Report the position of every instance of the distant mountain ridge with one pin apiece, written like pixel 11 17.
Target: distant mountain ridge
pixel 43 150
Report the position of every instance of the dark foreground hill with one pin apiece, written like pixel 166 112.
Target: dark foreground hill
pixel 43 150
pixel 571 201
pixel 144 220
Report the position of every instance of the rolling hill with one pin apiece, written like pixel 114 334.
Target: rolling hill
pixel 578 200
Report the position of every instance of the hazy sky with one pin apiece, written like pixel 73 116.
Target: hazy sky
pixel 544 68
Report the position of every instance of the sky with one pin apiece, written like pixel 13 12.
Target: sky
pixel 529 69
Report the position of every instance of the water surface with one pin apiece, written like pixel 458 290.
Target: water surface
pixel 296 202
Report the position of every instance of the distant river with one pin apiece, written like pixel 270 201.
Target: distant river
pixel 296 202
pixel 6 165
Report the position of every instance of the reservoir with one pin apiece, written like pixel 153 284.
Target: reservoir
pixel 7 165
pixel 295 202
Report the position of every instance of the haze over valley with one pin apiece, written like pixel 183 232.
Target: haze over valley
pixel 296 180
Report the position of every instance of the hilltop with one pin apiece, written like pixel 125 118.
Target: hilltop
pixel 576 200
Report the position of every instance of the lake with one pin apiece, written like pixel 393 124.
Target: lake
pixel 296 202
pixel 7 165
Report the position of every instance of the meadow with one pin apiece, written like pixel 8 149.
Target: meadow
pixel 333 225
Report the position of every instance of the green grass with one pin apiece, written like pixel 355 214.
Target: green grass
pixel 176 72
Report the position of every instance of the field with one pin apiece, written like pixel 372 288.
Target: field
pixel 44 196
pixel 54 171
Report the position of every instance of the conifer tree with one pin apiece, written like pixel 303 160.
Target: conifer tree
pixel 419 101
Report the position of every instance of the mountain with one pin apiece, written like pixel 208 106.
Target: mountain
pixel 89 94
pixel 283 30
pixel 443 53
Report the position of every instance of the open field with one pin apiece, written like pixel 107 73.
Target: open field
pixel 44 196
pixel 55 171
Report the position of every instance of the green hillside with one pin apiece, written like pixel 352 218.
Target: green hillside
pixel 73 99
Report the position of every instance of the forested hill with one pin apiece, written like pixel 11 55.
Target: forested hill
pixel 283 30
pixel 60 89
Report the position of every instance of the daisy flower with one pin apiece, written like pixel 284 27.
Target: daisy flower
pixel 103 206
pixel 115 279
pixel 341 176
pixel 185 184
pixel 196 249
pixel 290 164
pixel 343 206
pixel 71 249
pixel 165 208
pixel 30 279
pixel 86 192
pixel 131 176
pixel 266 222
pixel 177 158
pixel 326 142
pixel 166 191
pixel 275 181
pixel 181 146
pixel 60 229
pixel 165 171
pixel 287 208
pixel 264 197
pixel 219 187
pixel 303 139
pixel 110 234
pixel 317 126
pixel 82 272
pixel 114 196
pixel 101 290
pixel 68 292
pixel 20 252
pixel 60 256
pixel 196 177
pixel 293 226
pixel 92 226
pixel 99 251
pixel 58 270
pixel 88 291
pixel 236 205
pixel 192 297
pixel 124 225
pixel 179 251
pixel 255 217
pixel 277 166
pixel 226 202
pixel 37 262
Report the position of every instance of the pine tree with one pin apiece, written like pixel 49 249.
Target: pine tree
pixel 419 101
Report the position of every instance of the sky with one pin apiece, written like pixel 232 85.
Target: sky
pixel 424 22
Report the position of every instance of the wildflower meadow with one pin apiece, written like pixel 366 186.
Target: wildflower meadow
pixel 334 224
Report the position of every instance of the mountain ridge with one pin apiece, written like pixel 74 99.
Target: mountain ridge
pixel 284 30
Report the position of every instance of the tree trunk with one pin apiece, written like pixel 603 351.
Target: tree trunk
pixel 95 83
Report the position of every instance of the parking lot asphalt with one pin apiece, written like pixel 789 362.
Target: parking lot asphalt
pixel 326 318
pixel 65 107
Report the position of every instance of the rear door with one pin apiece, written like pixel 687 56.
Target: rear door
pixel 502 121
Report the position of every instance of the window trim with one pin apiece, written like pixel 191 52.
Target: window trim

☆ ☆ ☆

Print the items verbatim, beginning at the line that contains "Report the position of every instance of the conifer" and ending after the line that contains "pixel 60 89".

__Expected answer__.
Report the position of every instance of the conifer tree with one pin apiece, written like pixel 303 160.
Target: conifer tree
pixel 419 101
Report the position of every instance of the mountain with one pin apiece, written like pixel 208 106.
Target: mountain
pixel 89 94
pixel 283 30
pixel 443 53
Report the position of every instance of the open field with one pin apiece, written like pixel 107 73.
Target: open field
pixel 44 196
pixel 55 171
Report the position of every instance of the green hillside with one pin apiece, written like pixel 352 218.
Target: green hillside
pixel 73 99
Report the position of every instance of the forested hill with one pin apiece, written like pixel 11 55.
Target: forested hill
pixel 283 30
pixel 60 89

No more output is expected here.